— Start Text to read —

Skip to content

GSoC 2024 projects

Tomás Capretto edited this page Feb 9, 2024 · 13 revisions

Getting started

New contributors should first read the contributing guide and read through some of the examples in Bambi's documentation.

To be considered as a GSoC student, you should make a PR to Bambi. It can be something small, like a doc fix or a simple bug fix.

If you are a student interested in participating, please contact us GitHub discussions

Projects

Below is a list of possible topics for your GSoC project, we are also open to other topics, contact us on GitHub discussions

When writing your proposal, choose some specific tasks and make sure your proposal is adequate for the GSoC time commitment. We expect all projects to be 350h projects, if you'd like to be considered for a 175h project contact us. We will not accept 175h applications from people with whom we haven't discussed their time commitments before applying.

  1. Projection predictive variable selection
  2. Better defaults priors
  3. Support BART

Expected benefits of working on Bambi

Students who work on Bambi can expect their skills to grow in

  • Bayesian Inference libraries such as PyMC
  • Bayesian modeling
  • InfereneData/Xarray usage (depending on the project)
  • PyData stack (NumPy, SciPy, Matplotlib, Pandas, etc.)

— End Text to read —
— Start Excerpted records —

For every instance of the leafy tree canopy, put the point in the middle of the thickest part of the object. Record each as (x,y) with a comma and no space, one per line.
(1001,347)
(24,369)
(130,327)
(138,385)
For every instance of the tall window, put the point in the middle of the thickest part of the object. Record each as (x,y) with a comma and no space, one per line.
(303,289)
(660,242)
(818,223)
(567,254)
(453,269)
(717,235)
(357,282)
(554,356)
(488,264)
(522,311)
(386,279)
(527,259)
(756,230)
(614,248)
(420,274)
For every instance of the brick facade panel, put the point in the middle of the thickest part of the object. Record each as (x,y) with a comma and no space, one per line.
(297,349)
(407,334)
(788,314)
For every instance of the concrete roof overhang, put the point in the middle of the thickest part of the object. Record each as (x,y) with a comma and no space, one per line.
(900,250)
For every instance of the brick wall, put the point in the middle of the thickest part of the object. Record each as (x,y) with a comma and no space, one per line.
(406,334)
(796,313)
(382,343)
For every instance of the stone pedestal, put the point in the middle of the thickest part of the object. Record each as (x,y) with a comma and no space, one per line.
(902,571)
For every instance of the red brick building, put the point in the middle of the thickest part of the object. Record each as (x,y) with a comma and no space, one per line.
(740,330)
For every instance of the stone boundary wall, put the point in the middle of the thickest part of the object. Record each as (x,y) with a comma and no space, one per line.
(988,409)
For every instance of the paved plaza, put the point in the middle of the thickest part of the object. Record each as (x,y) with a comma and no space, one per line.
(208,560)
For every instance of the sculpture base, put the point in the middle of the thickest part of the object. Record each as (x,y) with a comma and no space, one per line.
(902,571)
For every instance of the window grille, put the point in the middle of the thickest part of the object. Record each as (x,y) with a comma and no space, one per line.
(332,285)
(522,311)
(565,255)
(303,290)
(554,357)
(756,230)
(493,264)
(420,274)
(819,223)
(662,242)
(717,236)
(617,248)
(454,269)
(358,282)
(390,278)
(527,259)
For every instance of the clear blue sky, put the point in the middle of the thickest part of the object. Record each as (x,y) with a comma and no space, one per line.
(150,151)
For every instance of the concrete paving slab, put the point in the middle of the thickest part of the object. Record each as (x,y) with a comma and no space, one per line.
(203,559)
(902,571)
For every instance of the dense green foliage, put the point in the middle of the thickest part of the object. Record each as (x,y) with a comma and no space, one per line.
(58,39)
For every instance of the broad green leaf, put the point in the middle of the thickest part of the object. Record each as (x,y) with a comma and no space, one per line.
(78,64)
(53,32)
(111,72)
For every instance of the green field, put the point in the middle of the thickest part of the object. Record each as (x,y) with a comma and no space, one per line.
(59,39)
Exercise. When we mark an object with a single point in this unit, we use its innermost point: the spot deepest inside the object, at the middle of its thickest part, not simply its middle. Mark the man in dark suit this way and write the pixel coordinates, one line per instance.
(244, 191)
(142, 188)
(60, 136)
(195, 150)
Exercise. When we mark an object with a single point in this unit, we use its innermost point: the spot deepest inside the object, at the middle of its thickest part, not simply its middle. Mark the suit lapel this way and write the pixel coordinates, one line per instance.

— End Excerpted records —

Stated goal
Write what follows the last line of the Bambi GSoC 2024 projects page.

Output of the exercise
Projection predictive variable selection

Projection predictive inference is a method used for variable selection, and it has demonstrated effective performance across various fields. The use provides a reference model, built and fitted with Bambi, with all relevant variables. Then submodels, representing different variable subsets, are automatically created and the reference model's posterior distribution is projected onto these submodels. The smallest submodel with predictions close to the reference model is then selected, providing a balance between simplicity and accuracy in variable selection. Currently, Bambi only supports Projection predictive inference for a few models, for instance, not all families are supported, also hierarchies are not supported. This project aims to expand the width of models that can be used to perform projection predictive inference.

Potential mentors:

  • Osvaldo Martin
  • Tomás Capretto

Info

  • Hours: 350
  • Expected outcome: An expansion of the scope of models suitable for projection predictive inference, not necessarily feature-parity with Bambi's models. One or more notebook examples can be added to Bambi's docs demonstrating the new features and providing useful advice for practitioners.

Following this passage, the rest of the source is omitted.